Top of Provided material

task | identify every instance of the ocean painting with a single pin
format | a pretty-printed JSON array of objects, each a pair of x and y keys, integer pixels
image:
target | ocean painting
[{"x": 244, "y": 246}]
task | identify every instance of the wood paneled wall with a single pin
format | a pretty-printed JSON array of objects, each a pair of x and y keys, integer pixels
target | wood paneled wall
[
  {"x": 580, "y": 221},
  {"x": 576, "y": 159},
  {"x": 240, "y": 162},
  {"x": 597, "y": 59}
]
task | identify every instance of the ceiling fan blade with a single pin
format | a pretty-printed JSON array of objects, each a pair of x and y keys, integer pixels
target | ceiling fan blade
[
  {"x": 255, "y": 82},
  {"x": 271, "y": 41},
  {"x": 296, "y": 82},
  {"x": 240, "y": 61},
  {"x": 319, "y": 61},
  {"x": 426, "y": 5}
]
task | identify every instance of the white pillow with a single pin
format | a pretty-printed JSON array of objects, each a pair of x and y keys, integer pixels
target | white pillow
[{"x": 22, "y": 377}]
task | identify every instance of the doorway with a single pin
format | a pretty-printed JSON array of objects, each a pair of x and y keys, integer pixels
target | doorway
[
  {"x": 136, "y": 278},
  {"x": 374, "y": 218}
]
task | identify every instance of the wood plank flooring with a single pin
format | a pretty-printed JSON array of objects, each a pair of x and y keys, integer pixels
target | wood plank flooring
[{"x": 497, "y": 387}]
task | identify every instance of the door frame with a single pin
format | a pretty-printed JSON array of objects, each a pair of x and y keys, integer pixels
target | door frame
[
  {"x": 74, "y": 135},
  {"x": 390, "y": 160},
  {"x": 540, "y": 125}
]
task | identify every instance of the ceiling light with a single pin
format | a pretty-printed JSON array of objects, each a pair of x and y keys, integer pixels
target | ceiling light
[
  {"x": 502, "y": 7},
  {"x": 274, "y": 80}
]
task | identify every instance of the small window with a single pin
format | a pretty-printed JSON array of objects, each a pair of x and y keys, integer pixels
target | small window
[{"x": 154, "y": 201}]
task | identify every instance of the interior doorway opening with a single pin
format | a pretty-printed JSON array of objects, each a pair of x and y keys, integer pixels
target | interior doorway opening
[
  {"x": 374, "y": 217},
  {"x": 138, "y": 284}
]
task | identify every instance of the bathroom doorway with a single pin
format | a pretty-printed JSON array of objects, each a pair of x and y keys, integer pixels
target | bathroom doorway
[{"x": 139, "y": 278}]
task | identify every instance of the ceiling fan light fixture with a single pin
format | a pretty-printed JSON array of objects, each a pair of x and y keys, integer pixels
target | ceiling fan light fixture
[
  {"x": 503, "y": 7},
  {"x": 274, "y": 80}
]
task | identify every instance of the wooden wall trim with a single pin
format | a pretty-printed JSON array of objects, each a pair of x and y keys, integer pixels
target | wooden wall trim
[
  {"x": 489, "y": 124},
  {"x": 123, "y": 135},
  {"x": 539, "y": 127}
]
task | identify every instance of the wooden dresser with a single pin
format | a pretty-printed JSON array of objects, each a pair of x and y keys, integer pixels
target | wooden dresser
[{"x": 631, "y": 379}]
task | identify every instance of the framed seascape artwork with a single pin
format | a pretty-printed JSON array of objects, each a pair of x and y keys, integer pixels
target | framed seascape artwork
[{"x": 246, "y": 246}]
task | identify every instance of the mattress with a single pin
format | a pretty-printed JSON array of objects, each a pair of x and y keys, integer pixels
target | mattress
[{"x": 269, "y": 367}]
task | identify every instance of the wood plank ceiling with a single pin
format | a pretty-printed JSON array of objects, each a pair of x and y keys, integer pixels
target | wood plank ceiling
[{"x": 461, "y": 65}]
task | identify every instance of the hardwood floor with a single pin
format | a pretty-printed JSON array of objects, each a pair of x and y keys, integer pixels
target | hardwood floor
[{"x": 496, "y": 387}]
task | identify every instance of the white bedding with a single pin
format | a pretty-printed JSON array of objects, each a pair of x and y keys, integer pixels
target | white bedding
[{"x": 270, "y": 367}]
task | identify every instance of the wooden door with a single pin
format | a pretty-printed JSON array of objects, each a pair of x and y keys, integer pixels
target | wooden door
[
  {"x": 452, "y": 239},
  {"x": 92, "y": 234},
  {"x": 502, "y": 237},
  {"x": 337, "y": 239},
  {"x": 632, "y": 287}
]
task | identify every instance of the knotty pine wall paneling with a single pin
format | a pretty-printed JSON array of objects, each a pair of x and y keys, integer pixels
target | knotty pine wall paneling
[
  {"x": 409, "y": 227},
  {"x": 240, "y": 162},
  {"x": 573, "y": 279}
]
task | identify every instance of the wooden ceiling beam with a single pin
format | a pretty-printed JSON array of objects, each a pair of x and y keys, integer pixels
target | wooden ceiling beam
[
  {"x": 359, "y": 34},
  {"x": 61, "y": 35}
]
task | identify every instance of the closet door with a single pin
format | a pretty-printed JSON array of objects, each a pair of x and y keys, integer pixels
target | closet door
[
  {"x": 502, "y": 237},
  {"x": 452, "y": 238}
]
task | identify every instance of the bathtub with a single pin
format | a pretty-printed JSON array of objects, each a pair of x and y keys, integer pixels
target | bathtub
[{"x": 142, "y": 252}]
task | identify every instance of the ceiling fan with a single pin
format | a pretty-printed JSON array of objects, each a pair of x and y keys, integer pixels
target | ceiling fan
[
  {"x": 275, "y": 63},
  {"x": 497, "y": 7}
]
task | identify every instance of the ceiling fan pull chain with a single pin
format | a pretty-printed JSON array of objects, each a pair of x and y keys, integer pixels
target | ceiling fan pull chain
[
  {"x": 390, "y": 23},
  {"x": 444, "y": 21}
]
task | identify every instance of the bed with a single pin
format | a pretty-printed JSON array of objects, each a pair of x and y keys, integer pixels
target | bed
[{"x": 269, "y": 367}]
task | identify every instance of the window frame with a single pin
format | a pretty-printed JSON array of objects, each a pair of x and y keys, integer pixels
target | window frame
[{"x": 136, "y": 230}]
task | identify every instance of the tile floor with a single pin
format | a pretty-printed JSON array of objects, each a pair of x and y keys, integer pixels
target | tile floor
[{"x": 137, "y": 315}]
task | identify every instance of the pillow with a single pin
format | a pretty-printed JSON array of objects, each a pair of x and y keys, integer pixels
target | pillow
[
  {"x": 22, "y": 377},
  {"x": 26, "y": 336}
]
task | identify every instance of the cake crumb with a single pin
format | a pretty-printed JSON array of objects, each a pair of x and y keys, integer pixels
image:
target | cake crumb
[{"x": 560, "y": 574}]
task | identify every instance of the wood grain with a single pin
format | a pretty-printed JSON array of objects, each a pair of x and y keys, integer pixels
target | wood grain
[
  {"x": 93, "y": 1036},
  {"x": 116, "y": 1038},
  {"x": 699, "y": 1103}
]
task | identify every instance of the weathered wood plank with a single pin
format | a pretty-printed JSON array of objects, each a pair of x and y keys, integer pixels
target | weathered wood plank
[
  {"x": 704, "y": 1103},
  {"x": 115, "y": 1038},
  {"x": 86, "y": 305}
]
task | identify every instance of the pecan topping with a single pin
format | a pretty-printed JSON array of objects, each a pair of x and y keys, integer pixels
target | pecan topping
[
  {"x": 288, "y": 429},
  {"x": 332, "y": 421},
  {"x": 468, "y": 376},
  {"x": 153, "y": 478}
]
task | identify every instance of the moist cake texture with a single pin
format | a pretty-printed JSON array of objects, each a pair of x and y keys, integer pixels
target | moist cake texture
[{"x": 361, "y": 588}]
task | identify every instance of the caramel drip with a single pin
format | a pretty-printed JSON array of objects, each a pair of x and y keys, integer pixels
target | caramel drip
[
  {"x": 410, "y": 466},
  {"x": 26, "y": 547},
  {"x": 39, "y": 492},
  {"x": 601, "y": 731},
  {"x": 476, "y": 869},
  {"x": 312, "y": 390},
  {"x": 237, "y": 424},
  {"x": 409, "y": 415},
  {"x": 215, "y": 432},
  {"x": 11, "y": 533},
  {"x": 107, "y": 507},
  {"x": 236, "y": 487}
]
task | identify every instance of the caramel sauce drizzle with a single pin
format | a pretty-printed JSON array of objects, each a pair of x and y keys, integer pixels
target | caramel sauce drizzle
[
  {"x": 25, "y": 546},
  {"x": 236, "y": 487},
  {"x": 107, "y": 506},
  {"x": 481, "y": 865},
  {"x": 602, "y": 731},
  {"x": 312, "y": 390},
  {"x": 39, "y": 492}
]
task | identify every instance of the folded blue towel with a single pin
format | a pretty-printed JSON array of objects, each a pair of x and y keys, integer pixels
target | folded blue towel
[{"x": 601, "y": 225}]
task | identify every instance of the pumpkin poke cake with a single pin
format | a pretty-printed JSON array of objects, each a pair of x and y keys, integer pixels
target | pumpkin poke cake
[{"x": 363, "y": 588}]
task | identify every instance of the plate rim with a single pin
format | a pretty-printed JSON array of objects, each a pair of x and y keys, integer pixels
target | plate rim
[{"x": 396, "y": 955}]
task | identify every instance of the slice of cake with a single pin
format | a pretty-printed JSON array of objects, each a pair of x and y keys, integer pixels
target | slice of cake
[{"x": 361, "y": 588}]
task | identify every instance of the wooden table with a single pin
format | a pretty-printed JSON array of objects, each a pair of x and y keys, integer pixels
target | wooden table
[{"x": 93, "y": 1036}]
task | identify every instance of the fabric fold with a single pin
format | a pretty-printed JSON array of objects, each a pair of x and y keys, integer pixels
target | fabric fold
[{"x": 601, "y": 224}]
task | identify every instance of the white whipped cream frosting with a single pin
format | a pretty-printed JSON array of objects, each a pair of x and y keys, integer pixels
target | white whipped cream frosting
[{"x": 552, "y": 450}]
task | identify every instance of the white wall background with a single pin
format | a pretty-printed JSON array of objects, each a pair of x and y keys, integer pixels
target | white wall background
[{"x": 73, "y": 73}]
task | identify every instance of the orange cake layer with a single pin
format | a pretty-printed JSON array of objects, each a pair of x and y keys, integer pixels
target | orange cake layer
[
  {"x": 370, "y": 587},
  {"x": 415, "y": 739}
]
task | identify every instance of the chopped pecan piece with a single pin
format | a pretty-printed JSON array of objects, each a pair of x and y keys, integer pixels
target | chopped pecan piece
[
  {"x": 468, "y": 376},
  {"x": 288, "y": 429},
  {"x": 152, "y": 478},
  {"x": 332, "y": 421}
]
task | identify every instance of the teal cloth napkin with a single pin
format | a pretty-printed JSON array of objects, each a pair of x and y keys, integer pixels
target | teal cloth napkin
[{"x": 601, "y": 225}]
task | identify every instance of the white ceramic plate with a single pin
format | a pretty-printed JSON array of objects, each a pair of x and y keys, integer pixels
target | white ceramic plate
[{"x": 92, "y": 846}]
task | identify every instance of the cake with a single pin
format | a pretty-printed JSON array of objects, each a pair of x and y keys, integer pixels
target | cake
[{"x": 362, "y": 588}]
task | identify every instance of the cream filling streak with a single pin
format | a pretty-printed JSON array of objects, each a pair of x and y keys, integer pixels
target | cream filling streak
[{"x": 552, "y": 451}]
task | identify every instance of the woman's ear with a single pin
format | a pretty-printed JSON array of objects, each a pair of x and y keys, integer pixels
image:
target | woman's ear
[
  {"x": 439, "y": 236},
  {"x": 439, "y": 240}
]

Bottom of Provided material

What the exercise asks
From the entries above, restate word for word the lines from the line containing "target | interior doorway opening" to the line containing "task | identify every instance of the ceiling fan light", both ends included, and nothing more.

Written solution
target | interior doorway opening
[
  {"x": 374, "y": 217},
  {"x": 138, "y": 284}
]
task | identify every instance of the bathroom doorway with a single pin
format | a pretty-printed JSON array of objects, each a pair of x and y keys, integer pixels
target | bathroom doorway
[{"x": 139, "y": 278}]
task | identify every instance of the ceiling fan light fixture with a single pin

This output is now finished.